Direction
Put the rows below, from the one containing "find the window" through the one containing "[333,222,380,269]", into a Markdown table with the columns Row and Text, one row number and line per entry, with blank lines left out.

Supplied records
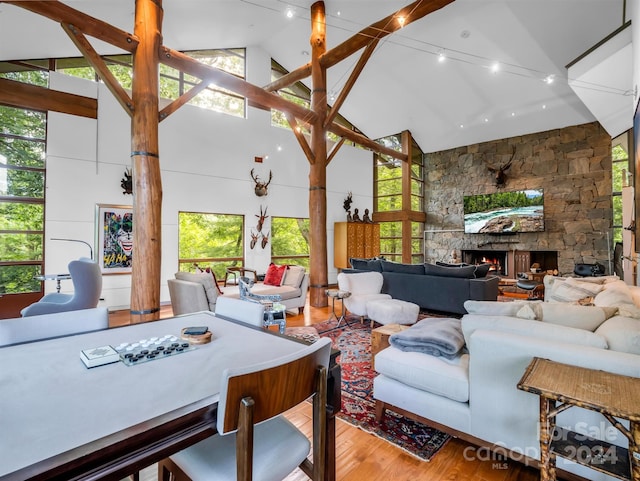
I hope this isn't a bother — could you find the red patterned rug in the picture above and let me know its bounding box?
[313,317,449,461]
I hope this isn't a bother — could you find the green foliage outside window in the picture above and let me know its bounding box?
[56,49,245,117]
[270,217,310,270]
[0,100,47,294]
[611,139,629,244]
[178,212,244,279]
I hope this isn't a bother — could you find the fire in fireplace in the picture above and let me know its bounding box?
[462,250,508,276]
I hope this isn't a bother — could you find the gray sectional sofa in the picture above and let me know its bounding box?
[342,258,500,314]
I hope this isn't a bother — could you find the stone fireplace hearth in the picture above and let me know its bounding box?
[424,122,613,278]
[462,250,509,276]
[461,249,558,279]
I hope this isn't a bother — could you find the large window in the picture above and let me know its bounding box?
[373,132,425,264]
[271,59,362,144]
[611,132,631,245]
[271,217,309,270]
[0,103,47,294]
[178,212,244,280]
[0,48,246,117]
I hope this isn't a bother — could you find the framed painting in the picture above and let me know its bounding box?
[95,204,133,274]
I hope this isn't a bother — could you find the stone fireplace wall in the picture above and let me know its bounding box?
[424,122,613,274]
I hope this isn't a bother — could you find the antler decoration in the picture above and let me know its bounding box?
[120,167,133,194]
[489,146,516,187]
[251,169,273,197]
[342,192,353,212]
[256,205,269,232]
[249,229,260,249]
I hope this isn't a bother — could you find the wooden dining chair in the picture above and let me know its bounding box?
[158,338,331,481]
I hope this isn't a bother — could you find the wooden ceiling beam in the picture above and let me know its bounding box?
[263,62,311,92]
[160,46,318,123]
[324,40,379,126]
[327,137,347,165]
[0,78,98,119]
[0,0,138,53]
[158,80,209,122]
[320,0,454,68]
[327,122,409,162]
[61,23,133,115]
[284,112,316,164]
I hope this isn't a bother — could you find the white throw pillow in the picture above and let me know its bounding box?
[545,277,604,303]
[539,303,618,332]
[175,272,218,311]
[282,266,306,289]
[464,300,529,317]
[595,316,640,354]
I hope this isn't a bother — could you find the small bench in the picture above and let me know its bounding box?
[367,299,420,327]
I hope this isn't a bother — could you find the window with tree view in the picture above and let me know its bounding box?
[270,217,309,270]
[178,212,244,280]
[0,103,47,294]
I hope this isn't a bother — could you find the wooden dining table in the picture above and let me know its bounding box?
[0,312,340,481]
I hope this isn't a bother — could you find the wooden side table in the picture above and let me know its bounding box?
[371,324,409,369]
[518,357,640,481]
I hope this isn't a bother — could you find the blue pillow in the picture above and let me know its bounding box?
[424,264,476,279]
[349,257,382,272]
[381,261,424,275]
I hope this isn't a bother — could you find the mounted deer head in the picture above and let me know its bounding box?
[256,206,269,232]
[489,146,516,187]
[251,169,273,197]
[249,229,260,249]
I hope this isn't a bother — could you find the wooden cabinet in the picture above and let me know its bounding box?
[333,222,380,269]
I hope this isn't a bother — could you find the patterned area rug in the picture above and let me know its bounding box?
[314,316,449,461]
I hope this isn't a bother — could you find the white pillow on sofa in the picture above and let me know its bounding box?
[175,271,218,311]
[516,302,618,332]
[595,316,640,354]
[463,300,530,317]
[544,277,605,303]
[282,266,306,289]
[593,281,640,319]
[462,316,607,348]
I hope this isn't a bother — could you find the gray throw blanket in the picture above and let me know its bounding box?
[389,318,464,359]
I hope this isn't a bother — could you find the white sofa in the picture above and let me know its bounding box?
[373,274,640,481]
[0,307,109,347]
[167,266,309,315]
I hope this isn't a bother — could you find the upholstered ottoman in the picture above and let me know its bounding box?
[367,299,420,327]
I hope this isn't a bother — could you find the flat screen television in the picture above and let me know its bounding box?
[464,189,544,234]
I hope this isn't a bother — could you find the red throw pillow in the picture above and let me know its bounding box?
[264,262,287,286]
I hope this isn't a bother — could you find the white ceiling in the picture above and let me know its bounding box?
[0,0,633,152]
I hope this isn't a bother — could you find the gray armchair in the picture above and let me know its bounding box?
[20,258,102,317]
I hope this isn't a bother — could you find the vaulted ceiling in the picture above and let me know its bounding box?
[0,0,633,152]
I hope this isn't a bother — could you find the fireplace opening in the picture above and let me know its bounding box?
[462,250,508,276]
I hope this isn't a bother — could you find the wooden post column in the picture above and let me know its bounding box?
[309,2,328,307]
[130,0,163,323]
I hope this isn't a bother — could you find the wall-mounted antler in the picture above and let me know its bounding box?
[256,205,269,232]
[249,229,260,249]
[489,146,516,187]
[251,169,273,197]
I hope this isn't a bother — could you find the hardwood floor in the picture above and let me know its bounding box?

Response
| Row | Text |
|---|---|
| 1 | I hope this isn't a bother — could you find the window with tree view in the picture above and let me know its bounding box? |
| 2 | [270,217,309,270] |
| 3 | [178,212,244,280] |
| 4 | [0,103,47,294] |
| 5 | I hope this isn't a bother — could you find the wooden dining table in the picture above and let me know its bounding box? |
| 6 | [0,312,340,481] |
| 7 | I hope this isn't a bother — could you find the wooden side table in the picture above and let me know its bounding box? |
| 8 | [371,324,409,369] |
| 9 | [518,357,640,481] |
| 10 | I hope this isn't a bother — could you find the blue pillow in the picture above and let me know its bounding box? |
| 11 | [424,264,476,279] |
| 12 | [349,257,382,272] |
| 13 | [381,261,424,275] |
| 14 | I hope this isn't a bother — could you find the mounted deer head in the picture above and let me know its bounding box? |
| 15 | [256,206,269,232] |
| 16 | [489,146,516,187] |
| 17 | [251,169,273,197] |
| 18 | [249,229,260,249] |
| 19 | I hope this isn't a bother — could you find the wooden cabinet in the picture above and let me know its bounding box? |
| 20 | [333,222,380,269] |